# Exercise input
'''

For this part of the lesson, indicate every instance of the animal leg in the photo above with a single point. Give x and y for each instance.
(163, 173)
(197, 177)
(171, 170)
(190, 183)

'''

Rewrite the data above, changing "animal leg" to "animal limb" and leaving every other word as it is.

For this part of the lesson, indicate every instance of the animal limb in the photo above with a single point. Give x and y for each instance.
(163, 173)
(197, 177)
(171, 170)
(190, 183)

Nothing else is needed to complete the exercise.